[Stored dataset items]

□ □ □ □ □

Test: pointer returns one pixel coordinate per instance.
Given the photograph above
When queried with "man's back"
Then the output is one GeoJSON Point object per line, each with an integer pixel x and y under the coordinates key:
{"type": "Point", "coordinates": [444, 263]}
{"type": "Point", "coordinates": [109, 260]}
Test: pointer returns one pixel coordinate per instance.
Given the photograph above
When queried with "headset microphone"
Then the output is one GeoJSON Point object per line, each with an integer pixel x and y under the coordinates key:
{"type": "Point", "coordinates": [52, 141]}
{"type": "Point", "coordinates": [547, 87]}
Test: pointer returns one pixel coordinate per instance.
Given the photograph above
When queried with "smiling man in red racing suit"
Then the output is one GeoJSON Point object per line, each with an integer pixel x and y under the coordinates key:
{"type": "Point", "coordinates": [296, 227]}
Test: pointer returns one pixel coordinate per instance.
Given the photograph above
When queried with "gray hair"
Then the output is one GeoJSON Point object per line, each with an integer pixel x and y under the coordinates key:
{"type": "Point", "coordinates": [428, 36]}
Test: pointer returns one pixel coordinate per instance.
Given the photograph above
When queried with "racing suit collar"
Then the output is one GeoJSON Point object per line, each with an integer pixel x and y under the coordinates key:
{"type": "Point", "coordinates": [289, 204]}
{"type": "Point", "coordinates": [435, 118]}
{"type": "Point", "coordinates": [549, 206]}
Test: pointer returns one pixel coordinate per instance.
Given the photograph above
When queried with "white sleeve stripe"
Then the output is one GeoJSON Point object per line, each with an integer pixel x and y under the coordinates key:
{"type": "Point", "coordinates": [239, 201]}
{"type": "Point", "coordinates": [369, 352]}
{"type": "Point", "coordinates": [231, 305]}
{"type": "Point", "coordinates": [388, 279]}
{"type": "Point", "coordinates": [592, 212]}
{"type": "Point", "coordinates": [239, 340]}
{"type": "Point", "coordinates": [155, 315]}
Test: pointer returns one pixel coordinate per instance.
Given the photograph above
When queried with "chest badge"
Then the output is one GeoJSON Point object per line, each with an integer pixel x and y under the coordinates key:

□ □ □ □ □

Reproduce all of the data. Leave every line unchanged.

**Problem solution:**
Test: pointer returns one pixel coordinate per instance.
Given the photograph above
When queried with "man's back"
Then the output is one GeoJSON Point object per line, each with an integer pixel x and y under the coordinates key:
{"type": "Point", "coordinates": [444, 263]}
{"type": "Point", "coordinates": [109, 260]}
Test: pointer returns one pixel coordinate per instance.
Given the photograph above
When queried with "headset microphone"
Then the output is one GeoJSON Point object per line, each with an integer pixel x and y under the coordinates key:
{"type": "Point", "coordinates": [52, 141]}
{"type": "Point", "coordinates": [547, 87]}
Test: pointer returns one pixel coordinate per instance.
Given the photograph above
When queried with "smiling man in red racing suit"
Then the output is one GeoJSON Point object per line, each with an integer pixel x and y under the coordinates key:
{"type": "Point", "coordinates": [296, 227]}
Test: pointer returns one pixel coordinate per instance.
Given the photograph above
When queried with "gray hair"
Then the output is one GeoJSON Point object per line, each with an integer pixel x and y under the coordinates key:
{"type": "Point", "coordinates": [428, 36]}
Test: pointer returns one pixel coordinate per instance.
Given the photograph above
When queried with "racing suit collar"
Then the output is one GeoJSON Point object per line, each with an integer pixel x and y under the coordinates key:
{"type": "Point", "coordinates": [289, 204]}
{"type": "Point", "coordinates": [435, 118]}
{"type": "Point", "coordinates": [549, 206]}
Test: pointer returns one pixel coordinate per instance.
Given the photograph above
When queried with "white sleeve stripe"
Then the output is one GeoJSON Point object per line, each with an integer pixel x and y under the coordinates key:
{"type": "Point", "coordinates": [239, 201]}
{"type": "Point", "coordinates": [369, 352]}
{"type": "Point", "coordinates": [231, 305]}
{"type": "Point", "coordinates": [388, 279]}
{"type": "Point", "coordinates": [592, 212]}
{"type": "Point", "coordinates": [239, 340]}
{"type": "Point", "coordinates": [155, 315]}
Test: pointer returns one pixel coordinate per instance.
Given the photograph above
When queried with "chest badge"
Then the output is one GeoJSON Point object per line, each with an integer pixel x and y under the coordinates key:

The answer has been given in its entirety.